Exercise instructions -> Report every row below that contains the word "blue", copying each such row in full.
━━━━━━━━━━━━━━━━
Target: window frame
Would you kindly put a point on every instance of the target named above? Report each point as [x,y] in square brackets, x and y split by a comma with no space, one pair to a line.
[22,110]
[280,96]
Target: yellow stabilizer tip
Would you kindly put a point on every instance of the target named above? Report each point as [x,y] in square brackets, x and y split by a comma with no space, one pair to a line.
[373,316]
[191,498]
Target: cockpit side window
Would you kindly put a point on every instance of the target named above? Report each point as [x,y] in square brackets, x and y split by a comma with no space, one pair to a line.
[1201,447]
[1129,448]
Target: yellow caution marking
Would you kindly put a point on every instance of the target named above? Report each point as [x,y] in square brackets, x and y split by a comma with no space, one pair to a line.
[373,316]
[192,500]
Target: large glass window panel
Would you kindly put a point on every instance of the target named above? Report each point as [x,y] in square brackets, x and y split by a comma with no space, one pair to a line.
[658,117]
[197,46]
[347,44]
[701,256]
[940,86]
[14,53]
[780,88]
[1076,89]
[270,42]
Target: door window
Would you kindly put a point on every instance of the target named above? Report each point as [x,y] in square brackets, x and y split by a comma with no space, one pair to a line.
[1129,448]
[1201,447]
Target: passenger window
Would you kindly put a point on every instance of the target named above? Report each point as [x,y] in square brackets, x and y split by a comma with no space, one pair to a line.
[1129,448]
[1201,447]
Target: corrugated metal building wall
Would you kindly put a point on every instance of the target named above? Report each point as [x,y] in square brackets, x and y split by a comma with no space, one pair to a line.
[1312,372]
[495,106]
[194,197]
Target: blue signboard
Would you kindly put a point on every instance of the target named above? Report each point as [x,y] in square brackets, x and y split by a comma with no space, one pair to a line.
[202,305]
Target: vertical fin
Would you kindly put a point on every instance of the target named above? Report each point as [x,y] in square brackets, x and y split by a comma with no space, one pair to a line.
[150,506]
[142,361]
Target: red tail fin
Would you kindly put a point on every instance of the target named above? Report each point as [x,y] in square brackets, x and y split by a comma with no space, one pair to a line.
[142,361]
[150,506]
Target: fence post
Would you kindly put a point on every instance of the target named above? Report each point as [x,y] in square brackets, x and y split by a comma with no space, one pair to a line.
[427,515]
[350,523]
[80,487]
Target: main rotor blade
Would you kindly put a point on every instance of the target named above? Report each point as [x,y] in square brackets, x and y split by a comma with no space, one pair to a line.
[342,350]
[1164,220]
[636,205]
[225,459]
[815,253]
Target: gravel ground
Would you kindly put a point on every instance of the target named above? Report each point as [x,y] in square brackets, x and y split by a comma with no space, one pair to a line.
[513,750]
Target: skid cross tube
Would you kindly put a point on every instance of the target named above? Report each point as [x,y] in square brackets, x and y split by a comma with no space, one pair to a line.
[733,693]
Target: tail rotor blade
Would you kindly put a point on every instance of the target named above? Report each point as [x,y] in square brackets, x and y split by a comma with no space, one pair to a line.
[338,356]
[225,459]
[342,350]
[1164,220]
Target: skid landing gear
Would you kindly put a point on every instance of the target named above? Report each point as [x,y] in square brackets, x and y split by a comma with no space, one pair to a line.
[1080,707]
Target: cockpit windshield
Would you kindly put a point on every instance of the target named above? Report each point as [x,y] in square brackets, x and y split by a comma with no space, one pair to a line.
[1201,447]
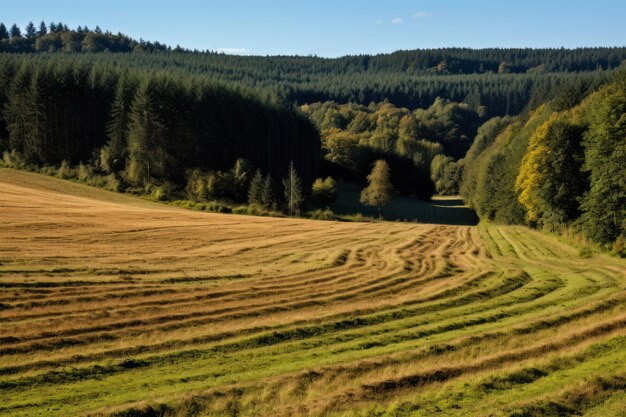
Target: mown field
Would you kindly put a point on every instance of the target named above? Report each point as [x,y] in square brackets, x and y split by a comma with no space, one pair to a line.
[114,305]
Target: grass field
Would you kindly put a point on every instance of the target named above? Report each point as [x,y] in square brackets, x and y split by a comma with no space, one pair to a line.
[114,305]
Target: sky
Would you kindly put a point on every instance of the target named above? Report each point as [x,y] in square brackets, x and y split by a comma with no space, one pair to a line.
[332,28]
━━━━━━━━━━━━━━━━
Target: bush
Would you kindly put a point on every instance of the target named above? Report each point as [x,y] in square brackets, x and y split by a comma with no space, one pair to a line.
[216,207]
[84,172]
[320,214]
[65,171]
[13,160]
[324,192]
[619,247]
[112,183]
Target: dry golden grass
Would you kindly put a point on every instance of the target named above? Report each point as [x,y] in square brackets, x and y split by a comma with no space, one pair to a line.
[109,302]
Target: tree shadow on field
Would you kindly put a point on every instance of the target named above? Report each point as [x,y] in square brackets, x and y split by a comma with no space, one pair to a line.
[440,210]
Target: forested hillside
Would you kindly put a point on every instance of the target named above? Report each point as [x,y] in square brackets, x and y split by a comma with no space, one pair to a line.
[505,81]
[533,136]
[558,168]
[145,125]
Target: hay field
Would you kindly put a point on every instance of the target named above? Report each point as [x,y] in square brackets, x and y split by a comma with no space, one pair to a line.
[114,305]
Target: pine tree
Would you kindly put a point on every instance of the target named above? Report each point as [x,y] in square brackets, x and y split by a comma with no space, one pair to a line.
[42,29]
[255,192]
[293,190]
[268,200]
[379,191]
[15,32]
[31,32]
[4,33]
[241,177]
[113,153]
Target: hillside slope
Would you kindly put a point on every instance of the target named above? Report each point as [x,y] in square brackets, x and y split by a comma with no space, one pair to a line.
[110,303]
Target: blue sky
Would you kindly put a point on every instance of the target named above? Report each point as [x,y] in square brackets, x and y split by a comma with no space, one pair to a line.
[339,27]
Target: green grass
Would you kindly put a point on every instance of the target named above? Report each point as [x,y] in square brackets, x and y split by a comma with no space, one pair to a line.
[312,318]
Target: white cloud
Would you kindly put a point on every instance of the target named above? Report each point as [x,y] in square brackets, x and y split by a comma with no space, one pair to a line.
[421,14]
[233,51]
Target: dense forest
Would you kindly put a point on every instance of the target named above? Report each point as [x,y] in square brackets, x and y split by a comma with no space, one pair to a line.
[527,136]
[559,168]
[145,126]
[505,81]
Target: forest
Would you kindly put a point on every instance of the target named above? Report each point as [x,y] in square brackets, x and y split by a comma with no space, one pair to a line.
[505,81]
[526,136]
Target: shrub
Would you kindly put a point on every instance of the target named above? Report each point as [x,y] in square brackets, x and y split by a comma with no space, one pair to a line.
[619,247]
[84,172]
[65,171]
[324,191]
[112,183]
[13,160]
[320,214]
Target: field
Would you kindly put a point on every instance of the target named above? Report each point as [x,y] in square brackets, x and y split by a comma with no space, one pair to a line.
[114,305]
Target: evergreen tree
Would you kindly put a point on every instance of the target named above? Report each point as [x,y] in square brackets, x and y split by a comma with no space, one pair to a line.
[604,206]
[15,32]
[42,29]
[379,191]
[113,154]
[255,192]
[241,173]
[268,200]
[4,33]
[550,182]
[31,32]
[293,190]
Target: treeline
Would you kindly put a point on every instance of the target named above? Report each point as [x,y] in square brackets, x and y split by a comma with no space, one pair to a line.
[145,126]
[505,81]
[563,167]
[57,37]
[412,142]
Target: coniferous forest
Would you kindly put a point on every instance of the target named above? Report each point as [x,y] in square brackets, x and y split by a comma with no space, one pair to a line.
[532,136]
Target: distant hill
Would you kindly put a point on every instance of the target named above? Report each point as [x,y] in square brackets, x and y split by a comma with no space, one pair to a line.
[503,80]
━━━━━━━━━━━━━━━━
Result below ->
Target: blue signboard
Target: blue sky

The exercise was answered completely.